WRITTEN EXERCISE 1:
From the text about Hanaa's cash assistance, render this sentence in Spanish: "Yet in a new country, Hanaa had no idea how she would support her family."
WRITTEN EXERCISE 2:
Write the next part of the text about Hanaa's cash assistance, picking up right after its last sentence.

TEXT SECTION:

· · · · ·

‘Without cash assistance, I would struggle to survive’
After fleeing Syria with her two young daughters, Hanaa was relieved to reach safety in Jordan. But she knew she now faced a different set of difficulties.
Her husband had been killed in an airstrike that targeted the family’s previously peaceful neighbourhood, leaving Hanaa as sole carer and breadwinner.
“I couldn’t stay [in Syria] as there was no food or electricity, and everything was in ruins,” she says.
Yet in a new country, Hanaa had no idea how she would support her family. In Jordan, only 4 per cent of the work permits issued to refugees go to women.
Fortunately, the 27 year old was able to receive funds from the UNHCR via its cash assistance program. This enabled her to cover her basic living costs in Jordan.

· · · · ·

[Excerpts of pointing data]

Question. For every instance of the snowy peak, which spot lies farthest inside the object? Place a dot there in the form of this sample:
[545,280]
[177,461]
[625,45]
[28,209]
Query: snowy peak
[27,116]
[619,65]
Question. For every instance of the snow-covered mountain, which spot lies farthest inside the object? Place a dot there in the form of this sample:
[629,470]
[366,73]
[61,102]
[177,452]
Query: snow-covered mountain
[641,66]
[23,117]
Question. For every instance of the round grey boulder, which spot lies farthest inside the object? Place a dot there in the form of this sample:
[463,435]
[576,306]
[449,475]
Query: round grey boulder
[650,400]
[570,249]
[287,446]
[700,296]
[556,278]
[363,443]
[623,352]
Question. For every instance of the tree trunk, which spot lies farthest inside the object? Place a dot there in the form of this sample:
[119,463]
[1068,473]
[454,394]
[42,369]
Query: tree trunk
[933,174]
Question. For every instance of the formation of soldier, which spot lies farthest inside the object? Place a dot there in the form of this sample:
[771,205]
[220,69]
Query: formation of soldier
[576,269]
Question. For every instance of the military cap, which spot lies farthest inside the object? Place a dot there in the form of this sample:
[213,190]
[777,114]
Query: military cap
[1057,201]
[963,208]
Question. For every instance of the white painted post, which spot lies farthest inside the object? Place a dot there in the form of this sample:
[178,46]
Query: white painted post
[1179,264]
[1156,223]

· · · · ·

FINAL RESULT 1:
Sin embargo, en un país nuevo, Hanaa no tenía idea de cómo mantendría a su familia.

FINAL RESULT 2:
The UNHCR believes that monthly cash payments are the most effective way to improve the lives of female refugees, as they enable women to make the right choices for their family’s particular needs.
By shopping locally, women can also support neighbourhood businesses, which reduces community tension and helps refugees feel safer in their new home.
Cash is also the easiest form of aid to deliver. To reduce fraud, the UNHCR uses biometric iris scan to identify recipients, who receive a text message each month to let them know their funds are available.
For Hanaa, these payments keep her family fed and safe.
“Without this help, I don’t know how difficult my situation would be.”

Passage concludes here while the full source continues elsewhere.